• **EXTRACT PROVIDED**
In September 2014, Plaintiffs filed a second amended complaint which dropped the abuse of control, constructive fraud, and unjust enrichment claims and added further breach of fiduciary claims related to the Private Placement, and the post-2011 RSS share acquisitions by Bancorp.

On July 21, 2016, Plaintiffs moved for leave to file a third amended complaint. The proposed third amended complaint sought to add allegations regarding the 2015 short form merger but no new causes of action. The court denied the motion for leave to amend, without prejudice to Plaintiffs filing a supplemental complaint setting forth those same allegations. In so ruling, the trial court indicated it considered a supplemental complaint the more appropriate procedural vehicle to add allegations about events occurring after the second amended complaint. On September 19, 2016, the trial court granted Plaintiffs leave to file a supplemental complaint asserting the 2015 short form merger was a further breach of fiduciary duty.

(Collection entries)
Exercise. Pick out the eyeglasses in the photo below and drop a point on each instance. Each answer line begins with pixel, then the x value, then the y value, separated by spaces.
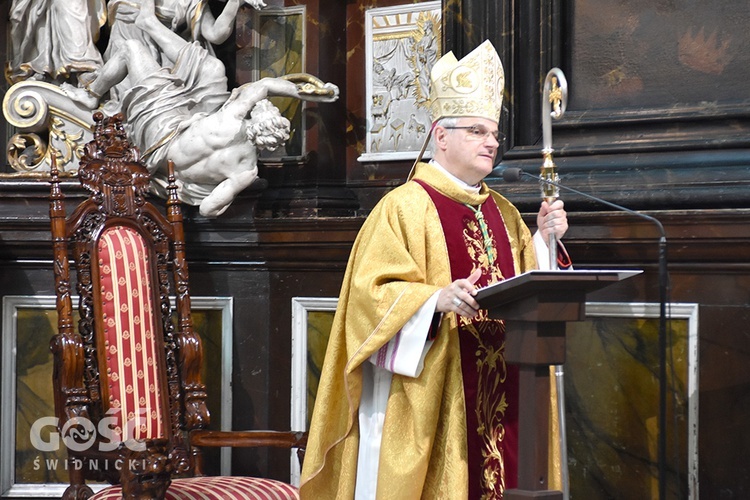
pixel 480 132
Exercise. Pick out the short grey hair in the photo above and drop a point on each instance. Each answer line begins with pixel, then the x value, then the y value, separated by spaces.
pixel 447 122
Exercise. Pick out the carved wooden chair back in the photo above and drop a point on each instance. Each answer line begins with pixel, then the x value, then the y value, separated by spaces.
pixel 127 377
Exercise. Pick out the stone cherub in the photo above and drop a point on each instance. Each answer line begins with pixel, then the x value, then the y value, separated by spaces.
pixel 180 110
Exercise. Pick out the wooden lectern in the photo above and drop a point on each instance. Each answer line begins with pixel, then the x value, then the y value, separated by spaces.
pixel 536 307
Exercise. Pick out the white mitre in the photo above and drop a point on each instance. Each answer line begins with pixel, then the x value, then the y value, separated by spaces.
pixel 472 86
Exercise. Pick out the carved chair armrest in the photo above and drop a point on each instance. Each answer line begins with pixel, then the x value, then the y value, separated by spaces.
pixel 249 439
pixel 252 439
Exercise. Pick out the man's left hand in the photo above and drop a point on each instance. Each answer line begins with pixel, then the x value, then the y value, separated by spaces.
pixel 552 219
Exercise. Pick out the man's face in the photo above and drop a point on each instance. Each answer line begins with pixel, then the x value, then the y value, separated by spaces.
pixel 470 149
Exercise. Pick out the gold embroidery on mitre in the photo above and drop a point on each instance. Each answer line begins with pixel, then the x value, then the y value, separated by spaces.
pixel 472 86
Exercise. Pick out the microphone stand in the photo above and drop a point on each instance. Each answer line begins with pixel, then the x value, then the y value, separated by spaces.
pixel 513 174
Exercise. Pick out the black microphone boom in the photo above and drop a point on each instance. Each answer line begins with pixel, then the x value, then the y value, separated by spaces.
pixel 512 174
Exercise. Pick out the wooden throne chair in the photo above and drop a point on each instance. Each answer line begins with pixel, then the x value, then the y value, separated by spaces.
pixel 128 392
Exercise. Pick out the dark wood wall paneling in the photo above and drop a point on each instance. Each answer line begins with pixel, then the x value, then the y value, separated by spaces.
pixel 291 235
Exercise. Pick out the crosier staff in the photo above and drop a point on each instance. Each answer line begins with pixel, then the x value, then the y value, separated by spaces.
pixel 554 101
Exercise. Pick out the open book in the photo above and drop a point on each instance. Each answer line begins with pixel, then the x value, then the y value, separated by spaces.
pixel 535 282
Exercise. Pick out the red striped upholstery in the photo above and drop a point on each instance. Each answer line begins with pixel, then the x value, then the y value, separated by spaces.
pixel 224 487
pixel 129 325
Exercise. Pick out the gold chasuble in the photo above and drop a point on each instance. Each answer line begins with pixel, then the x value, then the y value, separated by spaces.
pixel 449 433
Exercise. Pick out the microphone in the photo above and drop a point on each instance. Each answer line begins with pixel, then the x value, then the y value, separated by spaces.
pixel 513 174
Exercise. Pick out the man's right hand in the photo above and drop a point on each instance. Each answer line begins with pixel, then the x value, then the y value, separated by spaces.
pixel 458 297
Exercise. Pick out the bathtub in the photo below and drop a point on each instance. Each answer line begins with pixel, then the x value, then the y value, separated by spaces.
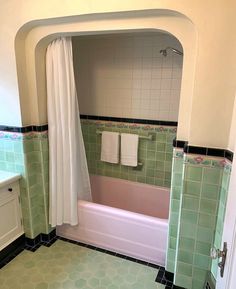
pixel 125 217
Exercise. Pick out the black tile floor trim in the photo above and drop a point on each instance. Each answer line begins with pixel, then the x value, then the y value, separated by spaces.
pixel 163 277
pixel 109 252
pixel 166 278
pixel 214 152
pixel 42 239
pixel 12 250
pixel 24 129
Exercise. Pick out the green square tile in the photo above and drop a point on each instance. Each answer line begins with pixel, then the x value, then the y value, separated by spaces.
pixel 192 188
pixel 161 137
pixel 203 248
pixel 185 257
pixel 172 243
pixel 176 192
pixel 175 206
pixel 160 147
pixel 205 234
pixel 206 220
pixel 212 175
pixel 150 180
pixel 201 261
pixel 194 173
pixel 208 206
pixel 190 217
pixel 177 179
pixel 151 155
pixel 190 203
pixel 186 244
pixel 210 191
pixel 199 273
pixel 187 230
pixel 184 269
pixel 151 173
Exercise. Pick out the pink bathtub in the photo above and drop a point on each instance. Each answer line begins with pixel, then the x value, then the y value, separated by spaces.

• **TASKS AND EXERCISES**
1. Answer these about the passage on the lawsuit's amended complaints:
(a) In what month and year did Plaintiffs file the second amended complaint?
(b) What allegations did the proposed third amended complaint seek to add?
(c) On what date did the trial court grant Plaintiffs leave to file a supplemental complaint?
2. Please pick up the passage on the lawsuit's amended complaints right after its final sentence and keep writing.

• **FINAL RESULTS**
1.
(a) September 2014
(b) Allegations regarding the 2015 short form merger, with no new causes of action
(c) September 19, 2016

2.
B. Class Certification Issues

On November 5, 2013, the trial court certified a class of “all persons who owned shares of common stock of Sunwest on or after December 8, 2011 [the date the 2011 RSS was announced] and whose shares were, or are subject to being cashed out.”

On June 22, 2016, Plaintiffs filed a motion seeking to amend the class definition to include Sunwest shareholders as of the date of the Private Placement (November 29, 2009) rather than the 2011 RSS, and further to include not only shareholders subject to being cashed out but also those who sold their shares to Defendants or anyone affiliated with Defendants. The court denied the motion, holding that Plaintiffs were required to file a motion to amend or modify the order granting class certification that put forward the evidence required in connection with class certification issues.

Plaintiffs filed such a motion to amend the class definition on December 21, 2016. Plaintiffs relied on the evidence they submitted over three years before when the class was initially certified, and did not submit any supporting declarations or other new evidence in support of the motion. The trial court denied the motion on January 27, 2017, a few days before trial began, finding Plaintiffs failed to present evidence supporting a finding of common questions of fact with regard to the proposed new class definition, or that the claims of the class representatives were typical of the proposed class.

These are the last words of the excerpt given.